Prompt
From the post below, list the activities that people do with a piece of furniture.

━━━ Document

Divers and Fish

Craig Bingman cbingman at panix.com
Sun Nov 4 17:20:01 EST 2001


On Sat, 3 Nov 2001, Mike Risk wrote:

> I find your reply unconvincing. From the other postings, it seems that a
> piece of furniture will last a good deal longer than a captive specimen in
> an aquarium!

First, I don't recall any aquarist commenting on the longevity of reef
fish or other marine organisms in aquaria.  There was a post from Daphne,
indicating that she feels that anemones are short-lived in aquaria.  I
would contrast what she has written with the experience of my friends in
the hobby and several public aquaria, where tropical host anemones have
reproduced by binary fission (primarily E. quadricolor) and have survived
for periods of time greatly longer than five years.  Many reef fish (given
proper care) probably survive much longer in aquaria than they would have
in the ocean.  Stony corals have been fragmented and passed from aquarium
to aquarium.  Although the technology for keeping them alive has been
widely distributed for only the last ten years or so, there are several
clonal strains in the hobby that are that old or nearly so.

Moreover, you are missing the point.  If you buy a piece of furniture, you
don't have to feed it, you don't need to learn anything about keeping
tropical hardwoods alive.  You need not develop any sort of appreciate
for the natural environment of tropical hardwoods.  It just sits there
like, well, a piece of furniture.  You sit on it, eat on it, lay down on
it (whichever is appropriate) and none of those activities promote
ecological awareness.  Perhaps I'm hanging around in the wrong circles,
but I've never once heard a person, on looking at a piece of furniture,
exclaim "gawd, tropical hardwood trees are magnificent and precious!"

━━━━━━
━━━ Provided records

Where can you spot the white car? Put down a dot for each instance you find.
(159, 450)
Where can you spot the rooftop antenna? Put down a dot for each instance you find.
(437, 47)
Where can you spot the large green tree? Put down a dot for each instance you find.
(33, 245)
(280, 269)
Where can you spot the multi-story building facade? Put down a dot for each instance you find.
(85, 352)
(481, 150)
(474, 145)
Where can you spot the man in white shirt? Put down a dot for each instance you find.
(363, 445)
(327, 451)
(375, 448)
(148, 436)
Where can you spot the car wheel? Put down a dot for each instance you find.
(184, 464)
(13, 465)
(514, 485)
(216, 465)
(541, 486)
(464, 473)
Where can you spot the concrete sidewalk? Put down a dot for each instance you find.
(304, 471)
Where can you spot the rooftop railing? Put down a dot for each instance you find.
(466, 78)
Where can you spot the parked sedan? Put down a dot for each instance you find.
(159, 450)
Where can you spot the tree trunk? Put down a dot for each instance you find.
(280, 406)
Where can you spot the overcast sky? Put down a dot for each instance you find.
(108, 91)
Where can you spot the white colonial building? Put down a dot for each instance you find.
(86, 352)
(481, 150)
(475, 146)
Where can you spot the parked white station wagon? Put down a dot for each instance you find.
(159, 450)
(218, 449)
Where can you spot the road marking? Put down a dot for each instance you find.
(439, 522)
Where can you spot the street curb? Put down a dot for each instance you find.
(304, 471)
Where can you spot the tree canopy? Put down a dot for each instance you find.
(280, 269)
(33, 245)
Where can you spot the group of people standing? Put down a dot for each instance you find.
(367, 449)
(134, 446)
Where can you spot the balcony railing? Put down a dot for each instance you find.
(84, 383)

━━━━━━

Solution to the problem
Sitting on it, eating on it, and lying down on it.